### [Problem]
Please return the listing below from the line with "In the photo above, where can the signboard" through its last line, exactly, and include nothing else.

### [Information shown]
————————

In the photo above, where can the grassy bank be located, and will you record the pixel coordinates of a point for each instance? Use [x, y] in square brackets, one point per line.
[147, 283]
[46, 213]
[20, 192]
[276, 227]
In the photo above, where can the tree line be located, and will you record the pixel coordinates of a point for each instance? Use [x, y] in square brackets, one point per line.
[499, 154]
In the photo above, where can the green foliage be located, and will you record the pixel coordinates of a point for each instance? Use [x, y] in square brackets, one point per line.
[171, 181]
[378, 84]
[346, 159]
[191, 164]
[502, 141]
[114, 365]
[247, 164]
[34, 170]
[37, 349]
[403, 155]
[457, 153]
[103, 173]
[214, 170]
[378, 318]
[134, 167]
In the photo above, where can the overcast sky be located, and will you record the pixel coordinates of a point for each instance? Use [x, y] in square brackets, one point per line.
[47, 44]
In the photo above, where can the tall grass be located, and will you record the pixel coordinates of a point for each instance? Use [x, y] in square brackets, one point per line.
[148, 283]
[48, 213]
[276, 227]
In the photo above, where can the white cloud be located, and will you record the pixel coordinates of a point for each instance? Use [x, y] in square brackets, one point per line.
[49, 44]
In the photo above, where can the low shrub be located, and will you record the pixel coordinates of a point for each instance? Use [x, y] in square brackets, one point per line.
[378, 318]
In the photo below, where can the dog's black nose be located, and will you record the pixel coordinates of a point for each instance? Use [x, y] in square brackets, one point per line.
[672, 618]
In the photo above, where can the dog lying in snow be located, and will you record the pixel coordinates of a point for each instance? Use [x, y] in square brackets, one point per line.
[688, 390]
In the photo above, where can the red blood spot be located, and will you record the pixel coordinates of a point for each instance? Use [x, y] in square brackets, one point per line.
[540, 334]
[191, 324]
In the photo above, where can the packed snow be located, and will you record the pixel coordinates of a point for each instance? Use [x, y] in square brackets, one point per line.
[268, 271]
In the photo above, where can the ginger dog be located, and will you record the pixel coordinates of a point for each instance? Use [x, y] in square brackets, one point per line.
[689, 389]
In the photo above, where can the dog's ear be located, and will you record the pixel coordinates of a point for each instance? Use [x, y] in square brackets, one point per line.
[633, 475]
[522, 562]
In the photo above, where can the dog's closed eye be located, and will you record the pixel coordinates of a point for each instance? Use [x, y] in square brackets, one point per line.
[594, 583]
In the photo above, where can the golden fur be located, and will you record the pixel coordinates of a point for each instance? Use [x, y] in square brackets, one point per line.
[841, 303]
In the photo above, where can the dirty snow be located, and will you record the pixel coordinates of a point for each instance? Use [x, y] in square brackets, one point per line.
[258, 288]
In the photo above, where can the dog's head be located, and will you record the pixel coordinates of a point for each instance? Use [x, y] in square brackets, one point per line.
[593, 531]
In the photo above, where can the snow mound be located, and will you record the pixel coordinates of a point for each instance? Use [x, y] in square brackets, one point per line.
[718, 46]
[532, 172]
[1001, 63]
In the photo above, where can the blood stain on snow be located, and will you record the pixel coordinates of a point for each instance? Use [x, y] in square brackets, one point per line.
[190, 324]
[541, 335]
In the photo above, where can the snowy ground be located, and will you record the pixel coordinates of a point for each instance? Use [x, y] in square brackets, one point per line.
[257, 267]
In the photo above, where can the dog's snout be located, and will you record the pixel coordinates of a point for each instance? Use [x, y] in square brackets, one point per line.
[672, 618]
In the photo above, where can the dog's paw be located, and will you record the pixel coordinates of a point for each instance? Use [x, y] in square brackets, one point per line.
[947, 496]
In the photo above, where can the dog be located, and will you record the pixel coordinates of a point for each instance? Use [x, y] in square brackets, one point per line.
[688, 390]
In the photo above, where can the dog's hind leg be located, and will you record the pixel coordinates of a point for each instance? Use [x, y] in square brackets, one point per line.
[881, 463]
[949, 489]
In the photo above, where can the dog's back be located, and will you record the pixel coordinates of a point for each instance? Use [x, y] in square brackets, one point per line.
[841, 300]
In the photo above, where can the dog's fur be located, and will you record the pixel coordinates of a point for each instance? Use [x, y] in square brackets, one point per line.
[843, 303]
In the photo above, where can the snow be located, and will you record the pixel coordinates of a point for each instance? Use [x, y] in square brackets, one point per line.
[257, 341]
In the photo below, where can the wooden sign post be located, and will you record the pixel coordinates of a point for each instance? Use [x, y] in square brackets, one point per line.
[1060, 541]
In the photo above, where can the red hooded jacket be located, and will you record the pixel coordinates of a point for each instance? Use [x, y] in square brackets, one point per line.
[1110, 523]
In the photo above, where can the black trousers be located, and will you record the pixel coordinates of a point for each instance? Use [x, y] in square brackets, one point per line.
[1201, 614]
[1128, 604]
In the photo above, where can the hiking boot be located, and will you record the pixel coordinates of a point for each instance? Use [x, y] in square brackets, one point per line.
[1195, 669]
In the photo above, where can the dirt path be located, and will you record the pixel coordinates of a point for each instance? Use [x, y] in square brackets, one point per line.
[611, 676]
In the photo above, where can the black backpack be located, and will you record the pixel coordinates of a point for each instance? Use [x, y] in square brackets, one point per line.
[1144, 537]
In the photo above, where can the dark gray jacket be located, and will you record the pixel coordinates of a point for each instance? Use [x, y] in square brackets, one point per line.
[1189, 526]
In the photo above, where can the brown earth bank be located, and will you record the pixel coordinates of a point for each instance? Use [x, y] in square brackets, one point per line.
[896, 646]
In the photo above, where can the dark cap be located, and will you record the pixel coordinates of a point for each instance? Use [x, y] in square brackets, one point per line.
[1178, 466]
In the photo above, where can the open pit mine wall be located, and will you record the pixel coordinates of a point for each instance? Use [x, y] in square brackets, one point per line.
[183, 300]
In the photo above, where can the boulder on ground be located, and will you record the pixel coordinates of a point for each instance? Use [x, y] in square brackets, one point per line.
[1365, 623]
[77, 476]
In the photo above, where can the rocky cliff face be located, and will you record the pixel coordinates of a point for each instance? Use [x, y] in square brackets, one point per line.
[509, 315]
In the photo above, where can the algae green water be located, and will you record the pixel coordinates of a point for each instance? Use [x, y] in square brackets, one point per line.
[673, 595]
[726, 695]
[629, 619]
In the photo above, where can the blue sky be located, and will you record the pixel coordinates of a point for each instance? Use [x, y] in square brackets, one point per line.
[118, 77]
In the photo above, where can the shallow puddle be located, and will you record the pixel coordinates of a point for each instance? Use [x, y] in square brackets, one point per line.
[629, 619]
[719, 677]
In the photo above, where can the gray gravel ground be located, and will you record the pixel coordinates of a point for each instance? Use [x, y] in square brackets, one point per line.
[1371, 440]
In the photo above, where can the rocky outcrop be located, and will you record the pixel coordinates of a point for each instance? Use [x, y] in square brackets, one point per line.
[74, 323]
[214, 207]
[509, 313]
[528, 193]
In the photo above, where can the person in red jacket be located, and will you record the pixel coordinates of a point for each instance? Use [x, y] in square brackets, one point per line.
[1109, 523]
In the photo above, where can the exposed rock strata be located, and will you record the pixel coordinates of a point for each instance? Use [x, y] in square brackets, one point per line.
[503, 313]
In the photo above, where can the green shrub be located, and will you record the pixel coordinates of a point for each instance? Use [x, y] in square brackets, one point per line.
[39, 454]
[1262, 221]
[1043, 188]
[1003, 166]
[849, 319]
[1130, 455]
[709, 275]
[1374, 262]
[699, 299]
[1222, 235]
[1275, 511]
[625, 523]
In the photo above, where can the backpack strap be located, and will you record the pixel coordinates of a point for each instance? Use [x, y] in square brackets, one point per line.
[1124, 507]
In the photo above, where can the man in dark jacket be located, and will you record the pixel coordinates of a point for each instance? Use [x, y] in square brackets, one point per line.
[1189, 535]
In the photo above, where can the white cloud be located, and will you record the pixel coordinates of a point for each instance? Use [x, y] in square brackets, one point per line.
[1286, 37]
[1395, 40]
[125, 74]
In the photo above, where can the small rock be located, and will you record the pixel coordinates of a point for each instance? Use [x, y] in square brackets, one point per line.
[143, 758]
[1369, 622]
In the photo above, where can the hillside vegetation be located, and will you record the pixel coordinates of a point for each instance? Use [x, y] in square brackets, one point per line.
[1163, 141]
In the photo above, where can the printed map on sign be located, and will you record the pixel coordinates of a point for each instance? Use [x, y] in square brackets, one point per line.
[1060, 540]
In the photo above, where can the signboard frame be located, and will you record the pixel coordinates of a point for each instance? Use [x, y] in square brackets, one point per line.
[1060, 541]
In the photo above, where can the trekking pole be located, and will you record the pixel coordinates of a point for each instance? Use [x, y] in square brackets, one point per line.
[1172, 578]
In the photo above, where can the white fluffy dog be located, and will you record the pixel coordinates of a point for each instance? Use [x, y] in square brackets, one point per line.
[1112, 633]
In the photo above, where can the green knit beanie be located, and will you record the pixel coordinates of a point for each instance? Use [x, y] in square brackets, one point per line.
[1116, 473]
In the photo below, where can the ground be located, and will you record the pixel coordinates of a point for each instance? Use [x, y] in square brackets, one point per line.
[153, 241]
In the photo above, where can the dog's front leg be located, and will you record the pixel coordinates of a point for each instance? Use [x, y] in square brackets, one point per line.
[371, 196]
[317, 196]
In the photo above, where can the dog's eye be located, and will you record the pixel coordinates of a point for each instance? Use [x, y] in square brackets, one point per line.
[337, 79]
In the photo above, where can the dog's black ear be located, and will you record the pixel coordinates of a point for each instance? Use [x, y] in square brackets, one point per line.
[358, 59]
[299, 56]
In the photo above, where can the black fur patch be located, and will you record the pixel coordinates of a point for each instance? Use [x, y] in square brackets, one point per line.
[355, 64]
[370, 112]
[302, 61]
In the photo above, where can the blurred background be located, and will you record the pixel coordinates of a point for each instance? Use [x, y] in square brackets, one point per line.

————————

### [Task answer]
In the photo above, where can the signboard frame be located, and will you record the pixel coordinates of a point for each instance? Use [x, y] in square brackets, one point per line.
[1060, 541]
In the photo above, where can the trekking pole be located, and will you record the pixel coordinates of a point for each instance? Use [x, y] in square brackets, one point per line.
[1172, 578]
In the photo above, where can the white fluffy dog be located, and will you record the pixel coordinates of a point for each instance? Use [x, y] in square brackets, one point per line.
[1112, 633]
In the photo above, where can the green knit beanie be located, and will you record the pixel coordinates of a point for each instance? Use [x, y] in square brackets, one point per line.
[1116, 473]
In the photo below, where can the ground be located, and will you record the pixel coordinates of a point for each instance? Use [x, y] in square brackets, one point per line.
[153, 241]
In the photo above, where can the dog's front leg be located, and will you record the pixel coordinates of a point for each instance? Use [x, y] in square brackets, one point per line.
[371, 196]
[317, 196]
In the photo above, where can the dog's eye be located, and will you record the pixel coordinates of a point for each instance? Use [x, y] in square brackets, one point per line.
[337, 79]
In the photo above, where can the dog's black ear be located, and will you record the pixel coordinates of a point for each instance? Use [x, y] in square brackets, one point per line.
[358, 59]
[299, 56]
In the photo above, where can the black fur patch be located, and will you record the pixel coordinates of a point for each instance? Use [x, y] in square brackets, one point per line.
[355, 64]
[370, 112]
[302, 61]
In the photo above, where can the blurred background be located, and will you record the pixel coordinates of a point for each instance? Use [x, y] in square brackets, one point per line.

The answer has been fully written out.